WHAT YOU WILL DO: Print verbatim every line starting at the one that contains "Study the photograph above. For every instance of the recessed" and ending at the final line of the records; include both endpoints.

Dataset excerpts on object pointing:
• • •
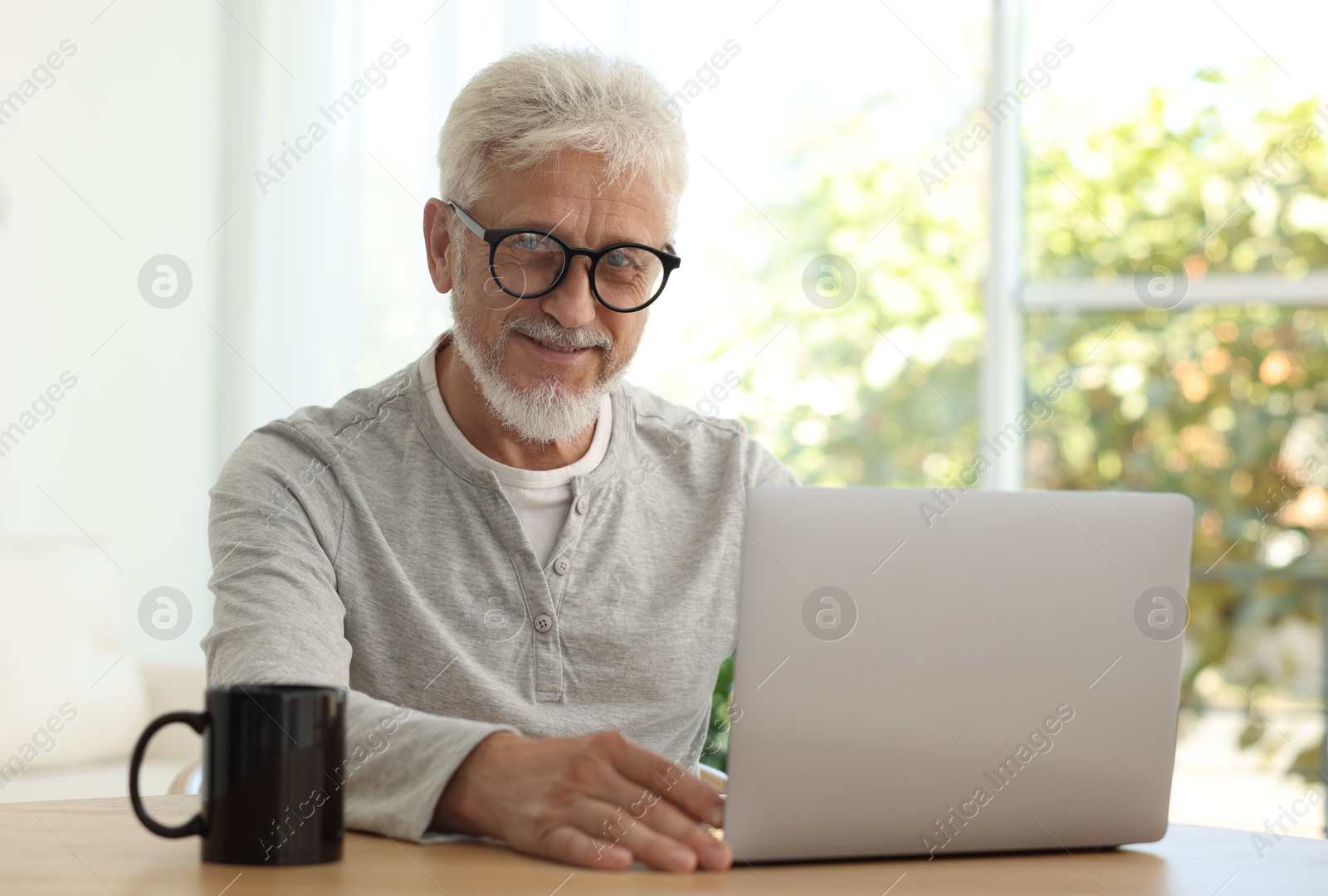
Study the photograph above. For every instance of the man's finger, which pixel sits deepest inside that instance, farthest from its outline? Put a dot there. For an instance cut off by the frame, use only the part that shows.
(670, 781)
(648, 807)
(608, 822)
(570, 845)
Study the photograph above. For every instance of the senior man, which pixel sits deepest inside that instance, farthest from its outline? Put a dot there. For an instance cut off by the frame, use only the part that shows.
(524, 568)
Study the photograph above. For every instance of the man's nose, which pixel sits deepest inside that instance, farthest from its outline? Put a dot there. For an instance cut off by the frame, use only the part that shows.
(573, 304)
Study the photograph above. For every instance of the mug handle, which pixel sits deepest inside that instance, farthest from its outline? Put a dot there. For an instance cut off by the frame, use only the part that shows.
(197, 721)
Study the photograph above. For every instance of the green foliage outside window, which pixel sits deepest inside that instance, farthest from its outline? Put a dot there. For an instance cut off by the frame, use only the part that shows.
(1223, 404)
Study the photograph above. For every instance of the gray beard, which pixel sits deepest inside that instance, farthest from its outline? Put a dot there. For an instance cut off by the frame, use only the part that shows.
(548, 411)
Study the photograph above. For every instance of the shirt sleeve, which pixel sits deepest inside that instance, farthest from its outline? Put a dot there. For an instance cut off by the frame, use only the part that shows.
(761, 468)
(278, 619)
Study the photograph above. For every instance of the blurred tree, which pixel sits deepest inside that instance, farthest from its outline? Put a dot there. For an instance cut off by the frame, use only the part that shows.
(1221, 404)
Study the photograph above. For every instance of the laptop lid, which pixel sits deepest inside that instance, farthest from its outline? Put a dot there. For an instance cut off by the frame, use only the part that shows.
(946, 672)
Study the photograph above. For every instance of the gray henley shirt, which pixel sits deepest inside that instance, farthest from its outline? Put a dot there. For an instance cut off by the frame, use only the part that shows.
(356, 546)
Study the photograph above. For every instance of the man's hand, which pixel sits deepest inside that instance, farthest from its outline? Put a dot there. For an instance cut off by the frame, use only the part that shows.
(597, 801)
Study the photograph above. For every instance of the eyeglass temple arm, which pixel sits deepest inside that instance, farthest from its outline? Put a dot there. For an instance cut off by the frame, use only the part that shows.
(468, 221)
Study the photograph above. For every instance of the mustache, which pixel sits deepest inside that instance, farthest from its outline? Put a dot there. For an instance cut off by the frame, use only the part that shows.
(550, 331)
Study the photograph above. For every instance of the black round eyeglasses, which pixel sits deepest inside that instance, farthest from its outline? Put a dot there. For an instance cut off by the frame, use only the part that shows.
(529, 263)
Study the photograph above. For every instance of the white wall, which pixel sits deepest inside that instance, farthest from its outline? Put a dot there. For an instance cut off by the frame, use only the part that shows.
(106, 168)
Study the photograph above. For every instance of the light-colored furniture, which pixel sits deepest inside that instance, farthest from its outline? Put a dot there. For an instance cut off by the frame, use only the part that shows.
(99, 846)
(100, 763)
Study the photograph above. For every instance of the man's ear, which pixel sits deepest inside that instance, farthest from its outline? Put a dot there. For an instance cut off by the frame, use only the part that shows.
(436, 241)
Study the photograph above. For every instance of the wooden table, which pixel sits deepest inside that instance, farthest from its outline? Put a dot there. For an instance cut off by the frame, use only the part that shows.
(96, 846)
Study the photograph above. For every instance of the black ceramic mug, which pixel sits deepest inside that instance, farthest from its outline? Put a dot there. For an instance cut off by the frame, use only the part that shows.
(272, 758)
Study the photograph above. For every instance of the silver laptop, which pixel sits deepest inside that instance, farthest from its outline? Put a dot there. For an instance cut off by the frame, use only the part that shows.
(947, 672)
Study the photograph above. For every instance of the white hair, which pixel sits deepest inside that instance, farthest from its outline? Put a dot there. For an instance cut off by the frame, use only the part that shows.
(535, 103)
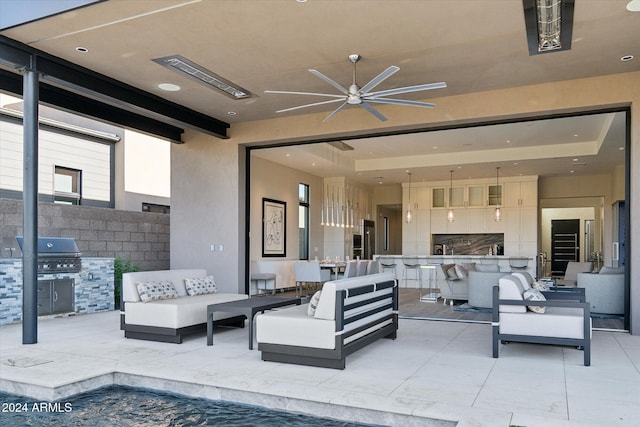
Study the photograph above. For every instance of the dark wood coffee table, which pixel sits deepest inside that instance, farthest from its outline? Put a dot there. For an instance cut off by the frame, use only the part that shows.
(247, 307)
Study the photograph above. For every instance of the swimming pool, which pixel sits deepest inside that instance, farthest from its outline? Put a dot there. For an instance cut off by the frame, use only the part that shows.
(129, 406)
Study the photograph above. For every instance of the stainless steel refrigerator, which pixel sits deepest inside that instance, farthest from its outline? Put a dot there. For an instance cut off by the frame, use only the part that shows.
(368, 239)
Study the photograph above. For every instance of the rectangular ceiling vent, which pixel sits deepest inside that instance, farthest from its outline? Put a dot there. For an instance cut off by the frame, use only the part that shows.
(196, 72)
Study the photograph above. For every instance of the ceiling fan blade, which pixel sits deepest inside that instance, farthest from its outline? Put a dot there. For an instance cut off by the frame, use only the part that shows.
(304, 93)
(373, 111)
(336, 111)
(401, 102)
(407, 89)
(309, 105)
(379, 79)
(330, 81)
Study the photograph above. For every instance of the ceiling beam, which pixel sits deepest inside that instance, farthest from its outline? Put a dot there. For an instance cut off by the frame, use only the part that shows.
(104, 92)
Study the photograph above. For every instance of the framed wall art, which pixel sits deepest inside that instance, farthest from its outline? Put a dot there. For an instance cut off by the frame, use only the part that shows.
(274, 228)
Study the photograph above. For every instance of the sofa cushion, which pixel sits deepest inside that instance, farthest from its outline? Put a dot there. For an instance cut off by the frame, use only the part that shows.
(313, 303)
(129, 280)
(327, 304)
(200, 285)
(154, 291)
(541, 286)
(612, 270)
(469, 266)
(488, 268)
(534, 295)
(525, 278)
(560, 322)
(300, 329)
(178, 313)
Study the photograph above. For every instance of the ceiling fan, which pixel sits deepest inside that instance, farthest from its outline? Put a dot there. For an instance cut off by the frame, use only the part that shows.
(363, 96)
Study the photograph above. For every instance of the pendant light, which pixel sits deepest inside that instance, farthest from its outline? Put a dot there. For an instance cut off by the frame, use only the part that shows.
(450, 214)
(409, 216)
(497, 214)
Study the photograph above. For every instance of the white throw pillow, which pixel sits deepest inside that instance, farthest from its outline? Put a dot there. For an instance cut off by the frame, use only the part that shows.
(313, 304)
(154, 291)
(534, 295)
(201, 285)
(460, 271)
(451, 273)
(541, 286)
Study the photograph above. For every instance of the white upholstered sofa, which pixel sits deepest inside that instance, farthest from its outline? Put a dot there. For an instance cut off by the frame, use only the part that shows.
(167, 320)
(350, 313)
(566, 319)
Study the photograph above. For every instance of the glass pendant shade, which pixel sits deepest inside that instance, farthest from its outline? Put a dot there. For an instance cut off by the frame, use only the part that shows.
(409, 215)
(450, 214)
(497, 214)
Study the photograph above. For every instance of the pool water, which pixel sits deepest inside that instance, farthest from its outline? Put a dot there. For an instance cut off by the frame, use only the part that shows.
(129, 406)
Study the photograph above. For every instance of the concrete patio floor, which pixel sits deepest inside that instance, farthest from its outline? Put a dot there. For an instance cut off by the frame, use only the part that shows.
(433, 371)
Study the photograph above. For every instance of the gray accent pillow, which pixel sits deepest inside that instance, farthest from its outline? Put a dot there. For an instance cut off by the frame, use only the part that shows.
(313, 304)
(201, 285)
(154, 291)
(534, 295)
(488, 268)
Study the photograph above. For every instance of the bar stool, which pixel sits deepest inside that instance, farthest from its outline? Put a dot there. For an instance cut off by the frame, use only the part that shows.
(411, 263)
(264, 279)
(387, 263)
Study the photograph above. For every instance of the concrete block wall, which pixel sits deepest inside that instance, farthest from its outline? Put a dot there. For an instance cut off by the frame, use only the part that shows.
(142, 237)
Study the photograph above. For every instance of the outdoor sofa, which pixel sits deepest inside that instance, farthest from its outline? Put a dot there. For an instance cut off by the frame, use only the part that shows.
(562, 318)
(345, 316)
(169, 315)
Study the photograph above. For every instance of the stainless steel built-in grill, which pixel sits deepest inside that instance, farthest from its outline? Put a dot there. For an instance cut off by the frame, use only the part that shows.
(57, 255)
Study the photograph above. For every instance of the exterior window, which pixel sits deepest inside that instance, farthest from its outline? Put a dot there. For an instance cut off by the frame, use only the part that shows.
(303, 220)
(154, 208)
(67, 186)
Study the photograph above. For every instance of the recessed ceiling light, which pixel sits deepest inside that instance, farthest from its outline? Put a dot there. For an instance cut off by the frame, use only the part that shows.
(633, 6)
(169, 87)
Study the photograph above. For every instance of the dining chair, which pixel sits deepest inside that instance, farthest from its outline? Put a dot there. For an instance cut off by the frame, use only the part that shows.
(373, 267)
(362, 267)
(351, 270)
• • •
FULL ANSWER:
Study the photograph above. For every instance of the recessed ceiling light, which pixel sits deepest inside that instance, farthest from its outline? Put a dot there. For an instance cut off by the frame, use only the part that shows.
(633, 6)
(169, 87)
Study the photograph above. For every instance of the dining chair, which pixel sits deepest inside that instance, farthest from its outline? Put a dot there. For an instance cut off by the frame, use only the part that shows.
(373, 267)
(362, 267)
(351, 270)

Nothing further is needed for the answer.